When I heat up tea in a microwave and take it out, there is an irregular thin layer of foam, made of tiny tiny bubbles, of course. If I then slightly jiggle the mug, the foam arranges itself into parallel lines, sometimes 6 or 8 or more. If I then stir the foam it still often re-arranges itself into lines - usually fewer. I presume the lines are somehow a result of the action of the microwaves on the mug and the water, maybe something like sympathetic vibrations. But why would the phenomenon persist after I disturb the water? Is there some residual effect somehow? Minor vibrations in the ceramic mug? Any ideas, Dopers?
Patterns like that, for example in a cup of coffee with cream added to it, can be a result of vortices in the circulating fluid.
However, how are you preparing your tea so that a bunch of foam is extracted?? Or are we talking about only a few bubbles? Perhaps we need to merge this topic into this thread: What's wrong with using a microwave to make tea?
I don’t have an answer but I’d like to see a pic. I make tea in the microwave and have never experienced this.
Not sure how to upload a photo, but I’m glad to provide an image. I put the water in the cup with a tea bag and nuke it for a minute. Not a whole lot of foam is produced, just a thin film. I’ll try to figure out the upload.
Is it a clean mug every time, or might there be sugar or cream residue at the bottom?
Clean, out of the dishwasher.
Maybe this will work. Looks like you’ll have to click on the image or the URL.
That does not look so bad, though I would keep the teabag away from the water until the water is boiling.
I am still thinking convection cells:
It’s an appliance that heats things—but that’s not important right now.
I don’t know…If the phenomenon is from the heating of the surface from below, why doesn’t it happen when the water is poured onto a teabag from a kettle?
Oh, bravo.
Do you get any of those little foamy bubbles when pouring hot water from a kettle onto a teabag? If not, then there would be nothing to make swirly patterns visible.
::::::::::
Please continue the forum discussion about foam forming lines on microwaved tea, starting after its last post.
::::::::::
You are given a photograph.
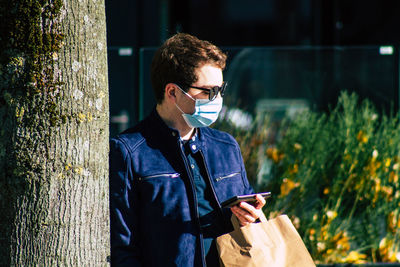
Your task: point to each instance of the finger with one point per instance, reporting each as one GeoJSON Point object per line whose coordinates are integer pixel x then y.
{"type": "Point", "coordinates": [260, 201]}
{"type": "Point", "coordinates": [249, 209]}
{"type": "Point", "coordinates": [243, 215]}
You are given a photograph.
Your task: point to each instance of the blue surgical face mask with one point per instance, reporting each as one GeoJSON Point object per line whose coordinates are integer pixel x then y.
::::::::::
### Answer to this task
I suspect the foam is a result of the teabag contents or the teabag itself forming nucleation sites for bubbles. Heating in the microwave might be causing the dissolved air in the water to form bubbles on these sites, with some of the extractives from the tea stabilising the bubbles. And thus you get a foam that doesn’t appear on if you just pour hot water onto a tea bag. That the water is still whilst being uniformly heated is key.
The preferential direction of the structure of the foam as it breaks down might simply be related to the direction the foam was pushed when the bag was taken out. Lines would form roughly parallel to the long axis of the tea bag as it sat in the water. You see similar patterns in sea foam.
Although you stir the tea up, the foam is probably not fully broken up, rather just stretched and twisted, so there might remain some of the original structure that then spreads itself back out onto the surface once you are done.
Spitballing ides so they are worth what you paid for them.
That behavior is mostly convection currents. Which are real weak & take time to form. While the water ischeating undisturbed in ghe microwave they have time to form.
Contrast that with the much more violent agitation of the water being poured into the cup. By the time all that sloshing really settles down to stillness, the water will be cooling and what convection currents do form will be weaker.
Any stirring you do further weakens the effects.